Referring expression pointing data
■ ■ ■
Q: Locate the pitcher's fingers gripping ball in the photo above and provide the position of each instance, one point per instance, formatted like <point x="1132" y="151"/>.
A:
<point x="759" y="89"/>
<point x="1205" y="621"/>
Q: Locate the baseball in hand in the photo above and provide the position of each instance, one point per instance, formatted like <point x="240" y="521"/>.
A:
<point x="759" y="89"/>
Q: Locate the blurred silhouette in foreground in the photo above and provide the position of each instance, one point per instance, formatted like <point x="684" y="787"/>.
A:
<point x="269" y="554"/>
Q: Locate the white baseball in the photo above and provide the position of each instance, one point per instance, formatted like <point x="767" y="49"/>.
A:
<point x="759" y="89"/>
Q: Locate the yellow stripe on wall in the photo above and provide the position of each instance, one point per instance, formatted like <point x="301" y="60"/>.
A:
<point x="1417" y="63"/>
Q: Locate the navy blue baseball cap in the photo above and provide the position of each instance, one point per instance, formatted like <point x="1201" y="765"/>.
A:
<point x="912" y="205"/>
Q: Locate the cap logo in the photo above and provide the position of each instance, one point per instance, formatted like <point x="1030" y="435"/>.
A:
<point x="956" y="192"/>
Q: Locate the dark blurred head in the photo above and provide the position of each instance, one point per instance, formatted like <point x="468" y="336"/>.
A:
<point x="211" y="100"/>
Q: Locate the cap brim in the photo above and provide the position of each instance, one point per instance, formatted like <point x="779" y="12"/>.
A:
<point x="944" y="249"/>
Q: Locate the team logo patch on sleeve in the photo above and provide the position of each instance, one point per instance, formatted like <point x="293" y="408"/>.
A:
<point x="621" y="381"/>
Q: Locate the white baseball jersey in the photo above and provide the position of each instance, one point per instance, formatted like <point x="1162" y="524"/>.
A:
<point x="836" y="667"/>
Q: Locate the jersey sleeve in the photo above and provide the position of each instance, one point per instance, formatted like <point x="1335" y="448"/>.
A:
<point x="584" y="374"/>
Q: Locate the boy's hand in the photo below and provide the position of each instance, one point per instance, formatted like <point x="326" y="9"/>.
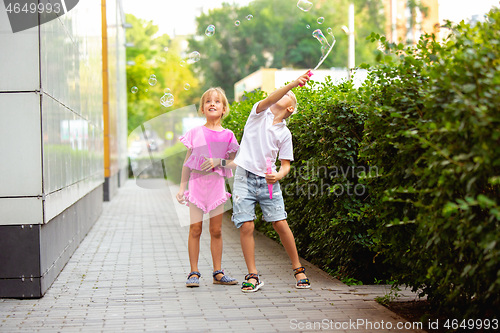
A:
<point x="272" y="178"/>
<point x="301" y="80"/>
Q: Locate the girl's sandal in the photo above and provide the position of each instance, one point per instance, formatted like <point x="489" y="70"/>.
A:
<point x="302" y="283"/>
<point x="226" y="280"/>
<point x="254" y="287"/>
<point x="193" y="279"/>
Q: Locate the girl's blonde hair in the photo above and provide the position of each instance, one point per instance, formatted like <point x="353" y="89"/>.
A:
<point x="222" y="96"/>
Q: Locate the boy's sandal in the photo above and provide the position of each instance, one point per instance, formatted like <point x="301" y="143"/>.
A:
<point x="193" y="279"/>
<point x="254" y="287"/>
<point x="226" y="280"/>
<point x="302" y="283"/>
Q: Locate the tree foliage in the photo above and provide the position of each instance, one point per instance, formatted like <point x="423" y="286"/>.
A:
<point x="425" y="128"/>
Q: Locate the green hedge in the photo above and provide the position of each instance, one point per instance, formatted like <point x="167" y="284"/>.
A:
<point x="422" y="138"/>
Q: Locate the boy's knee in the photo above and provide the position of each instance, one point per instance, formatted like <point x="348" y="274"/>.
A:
<point x="215" y="232"/>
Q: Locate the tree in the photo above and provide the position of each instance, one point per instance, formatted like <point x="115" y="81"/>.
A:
<point x="158" y="56"/>
<point x="277" y="36"/>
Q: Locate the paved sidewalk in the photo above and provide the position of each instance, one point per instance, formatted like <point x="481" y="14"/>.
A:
<point x="129" y="272"/>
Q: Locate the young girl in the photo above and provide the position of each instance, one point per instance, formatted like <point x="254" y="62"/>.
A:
<point x="210" y="149"/>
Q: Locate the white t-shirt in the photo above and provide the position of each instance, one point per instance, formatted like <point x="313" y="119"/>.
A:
<point x="262" y="140"/>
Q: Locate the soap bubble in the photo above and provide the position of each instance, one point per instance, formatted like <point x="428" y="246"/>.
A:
<point x="304" y="5"/>
<point x="167" y="100"/>
<point x="152" y="80"/>
<point x="193" y="57"/>
<point x="210" y="30"/>
<point x="318" y="34"/>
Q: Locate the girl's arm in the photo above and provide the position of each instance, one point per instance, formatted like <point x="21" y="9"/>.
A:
<point x="211" y="163"/>
<point x="272" y="178"/>
<point x="184" y="179"/>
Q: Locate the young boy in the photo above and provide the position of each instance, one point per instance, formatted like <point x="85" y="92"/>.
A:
<point x="265" y="136"/>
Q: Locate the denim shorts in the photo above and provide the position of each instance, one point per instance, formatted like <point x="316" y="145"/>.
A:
<point x="250" y="189"/>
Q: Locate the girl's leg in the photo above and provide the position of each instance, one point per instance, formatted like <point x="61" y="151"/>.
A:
<point x="288" y="241"/>
<point x="196" y="216"/>
<point x="216" y="237"/>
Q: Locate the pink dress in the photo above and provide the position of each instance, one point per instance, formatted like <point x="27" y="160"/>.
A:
<point x="207" y="191"/>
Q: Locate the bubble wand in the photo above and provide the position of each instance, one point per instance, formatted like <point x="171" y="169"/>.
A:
<point x="269" y="171"/>
<point x="319" y="35"/>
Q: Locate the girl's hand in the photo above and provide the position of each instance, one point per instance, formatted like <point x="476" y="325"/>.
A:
<point x="210" y="163"/>
<point x="180" y="197"/>
<point x="272" y="178"/>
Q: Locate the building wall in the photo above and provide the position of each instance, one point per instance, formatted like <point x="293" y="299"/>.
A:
<point x="51" y="145"/>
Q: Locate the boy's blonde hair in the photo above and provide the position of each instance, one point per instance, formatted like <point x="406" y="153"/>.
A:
<point x="222" y="96"/>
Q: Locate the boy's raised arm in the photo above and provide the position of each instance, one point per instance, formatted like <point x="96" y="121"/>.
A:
<point x="279" y="93"/>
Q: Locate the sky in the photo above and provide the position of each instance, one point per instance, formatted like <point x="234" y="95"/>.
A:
<point x="177" y="17"/>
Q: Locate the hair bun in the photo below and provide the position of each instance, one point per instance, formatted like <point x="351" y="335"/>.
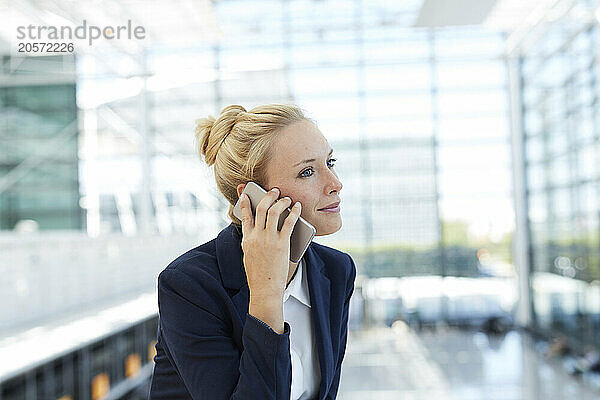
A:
<point x="211" y="133"/>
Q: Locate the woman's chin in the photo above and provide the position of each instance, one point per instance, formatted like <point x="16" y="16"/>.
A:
<point x="328" y="228"/>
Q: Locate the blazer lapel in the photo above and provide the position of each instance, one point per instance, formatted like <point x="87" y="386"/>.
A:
<point x="229" y="258"/>
<point x="319" y="289"/>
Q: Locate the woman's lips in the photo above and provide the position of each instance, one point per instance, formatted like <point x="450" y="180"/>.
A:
<point x="335" y="209"/>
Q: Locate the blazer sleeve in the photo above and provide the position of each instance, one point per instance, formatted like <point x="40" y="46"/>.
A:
<point x="204" y="354"/>
<point x="332" y="394"/>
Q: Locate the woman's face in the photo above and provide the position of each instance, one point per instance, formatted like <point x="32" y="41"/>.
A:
<point x="301" y="167"/>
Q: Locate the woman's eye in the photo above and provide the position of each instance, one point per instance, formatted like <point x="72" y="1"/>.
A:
<point x="303" y="175"/>
<point x="331" y="164"/>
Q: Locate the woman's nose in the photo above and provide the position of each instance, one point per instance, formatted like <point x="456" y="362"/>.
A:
<point x="334" y="183"/>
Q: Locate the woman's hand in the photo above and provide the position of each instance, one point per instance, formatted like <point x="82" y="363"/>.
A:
<point x="267" y="250"/>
■ ■ ■
> [What is required]
Would it be possible to print the records above verbatim, pictures omitted?

> [Response]
Q: Locate the pitcher's fingers gripping ball in the photo above and provide the position of each instance, one point per instance, formatted like <point x="1132" y="151"/>.
A:
<point x="759" y="89"/>
<point x="1205" y="621"/>
Q: Locate the baseball in hand in the photo above and provide the position of each instance, one point per instance, formatted like <point x="240" y="521"/>.
A:
<point x="759" y="89"/>
Q: Locate the blurred silhouette in foreground in the photo above and provide the position of each instance, one point per instance, formatted like <point x="684" y="787"/>.
A:
<point x="269" y="554"/>
Q: Locate the white baseball in the photo above and provide the position of each instance, one point per instance, formatted like <point x="767" y="49"/>.
A:
<point x="759" y="89"/>
Q: Locate the yellow stripe on wall in the photo above and provide the position of each instance, one point per instance, formatted like <point x="301" y="60"/>.
A:
<point x="1417" y="63"/>
Q: Locate the navy blue baseball cap in the photo above and provide the position of each instance, one point per instance, formatted like <point x="1201" y="765"/>.
A:
<point x="912" y="205"/>
Q: Locate the cap logo in the photo above and provide the position of each instance, one point per instance, formatted like <point x="1030" y="435"/>.
A:
<point x="956" y="192"/>
Q: Locate the dark blurred head in the photo above and provide the position of each instance, one point per instance, formatted like <point x="468" y="336"/>.
A:
<point x="211" y="100"/>
Q: Locate the cap brim in the photo above and provide the position of each instance, one point per instance, formatted like <point x="779" y="12"/>.
A:
<point x="944" y="249"/>
Q: Locate the team logo patch on sleeve in the photo above and provide the position of each instance, one point per instance, formatted like <point x="293" y="408"/>.
A:
<point x="621" y="381"/>
Q: Locate the white baseball jersey in the photo above and provide the position of each instance, one point per instance, formatted like <point x="1162" y="524"/>.
A:
<point x="836" y="667"/>
Q: Locate the jersey sleeve in the photo above and provide the position of each instance, one point per instance, formatted like <point x="1335" y="448"/>.
A:
<point x="584" y="374"/>
Q: Locate the boy's hand in the photo below and provide the position of each instance, one point per instance, formatted like <point x="326" y="9"/>.
A:
<point x="272" y="178"/>
<point x="301" y="80"/>
Q: Locate the girl's sandal in the photo above and provide the position of each instance, one point per instance, formatted like <point x="489" y="70"/>.
A:
<point x="302" y="283"/>
<point x="226" y="280"/>
<point x="254" y="287"/>
<point x="193" y="279"/>
Q: Locate the girl's blonde hair in the photo above and provide the position of each instance, one point per instance, formatted like <point x="353" y="89"/>.
A:
<point x="222" y="96"/>
Q: Locate the boy's sandal in the photo above and provide the position of each instance, one point per instance, formatted like <point x="301" y="143"/>.
A:
<point x="193" y="279"/>
<point x="254" y="287"/>
<point x="226" y="280"/>
<point x="302" y="283"/>
Q: Locate the tree foliage in the photo above and provide the position of each instance, one point per instance, formatted like <point x="423" y="286"/>.
A:
<point x="425" y="128"/>
Q: Locate the green hedge in the photo above and provide the position of each instance, one point per instance, formatted like <point x="167" y="284"/>.
A:
<point x="422" y="138"/>
Q: Locate the boy's knee in the photo above and provide the position of each instance, one point per instance, formatted like <point x="348" y="274"/>.
A:
<point x="215" y="232"/>
Q: Locate the tree in the photo above and provide the position of each instance, one point per instance, formatted like <point x="115" y="81"/>.
A:
<point x="158" y="56"/>
<point x="277" y="36"/>
Q: Locate the paved sidewalk in the photo above and provide the position of each instance, one point per instance, formatted like <point x="481" y="14"/>.
A:
<point x="129" y="272"/>
Q: Locate the young girl in the photo above and provide the position of each instance, one point per instance, formatted like <point x="254" y="62"/>.
A:
<point x="210" y="149"/>
Q: Locate the white t-shirt in the photo above and provide the position of each instance, one point per instance, formatted like <point x="313" y="119"/>.
A:
<point x="262" y="140"/>
Q: Locate the soap bubble in the photo above and provide the position of each instance, one point per instance, formatted like <point x="428" y="246"/>.
A:
<point x="304" y="5"/>
<point x="167" y="100"/>
<point x="152" y="80"/>
<point x="193" y="57"/>
<point x="210" y="30"/>
<point x="318" y="34"/>
Q: Locate the girl's arm in the photo above and provide the position of each instance, one point per instance, formatted like <point x="21" y="9"/>.
A:
<point x="211" y="163"/>
<point x="272" y="178"/>
<point x="184" y="179"/>
Q: Locate the young boy in the photo above and provide the position of each instance, one point per instance, formatted like <point x="85" y="92"/>.
A:
<point x="265" y="136"/>
Q: Locate the denim shorts in the photo above and provide the position of each instance, one point per instance, formatted like <point x="316" y="145"/>.
A:
<point x="250" y="189"/>
Q: Locate the girl's leg in the photo above and provide the position of each instance, one point per instance, formatted like <point x="61" y="151"/>.
A:
<point x="288" y="241"/>
<point x="196" y="216"/>
<point x="216" y="237"/>
Q: Locate the pink dress in the photo above and provide the position of each instance, one point per instance, formatted like <point x="27" y="160"/>.
A:
<point x="207" y="191"/>
Q: Locate the bubble wand in the photo above and provide the position of each instance, one point per instance, formatted like <point x="171" y="169"/>.
A:
<point x="269" y="171"/>
<point x="319" y="35"/>
Q: Locate the girl's hand in the photo above and provide the position of each instance, one point per instance, formatted like <point x="476" y="325"/>.
A:
<point x="210" y="163"/>
<point x="180" y="197"/>
<point x="272" y="178"/>
Q: Locate the building wall in the photo above and provide the position of each instance, one point per instance, formatted like <point x="293" y="299"/>.
A:
<point x="51" y="145"/>
Q: Locate the boy's blonde hair in the photo above and provide the position of each instance, one point per instance, formatted like <point x="406" y="153"/>.
A:
<point x="222" y="96"/>
Q: Locate the boy's raised arm in the photo above and provide the position of each instance, one point per instance, formatted like <point x="96" y="121"/>.
A:
<point x="279" y="93"/>
Q: Locate the sky in the photo above and provide the position of each instance, one point per instance, formatted like <point x="234" y="95"/>.
A:
<point x="177" y="17"/>
Q: Locate the hair bun in the photo below and provide the position of each instance, one point per instance, formatted like <point x="351" y="335"/>.
A:
<point x="211" y="133"/>
Q: Locate the woman's chin in the photo above and provide the position of each instance, one point per instance, formatted like <point x="16" y="16"/>.
A:
<point x="328" y="228"/>
Q: Locate the blazer lapel in the photo above and provide the position of each instance, one point per instance, formatted like <point x="87" y="386"/>.
A:
<point x="229" y="258"/>
<point x="319" y="289"/>
Q: Locate the woman's lips in the photo above and provide the position of each instance, one point per instance, formatted like <point x="450" y="180"/>.
A:
<point x="335" y="209"/>
Q: Locate the blazer sleeve in the photo above and provide the position of each instance, one point per instance, formatted like <point x="40" y="46"/>.
A:
<point x="204" y="354"/>
<point x="332" y="394"/>
Q: Locate the woman's face in the photo above and provide the position of each instance, one point per instance, formatted like <point x="32" y="41"/>.
A:
<point x="301" y="167"/>
Q: Locate the woman's eye in the photo above and provide the position of each instance, one point per instance, formatted like <point x="72" y="1"/>.
A:
<point x="303" y="175"/>
<point x="331" y="164"/>
Q: Locate the woman's nose in the photo above and provide the position of each instance, one point per instance, formatted like <point x="456" y="362"/>.
A:
<point x="334" y="183"/>
Q: Locate the woman's hand in the photo above and provide the position of each instance, one point per instance, formatted like <point x="82" y="363"/>.
A:
<point x="267" y="250"/>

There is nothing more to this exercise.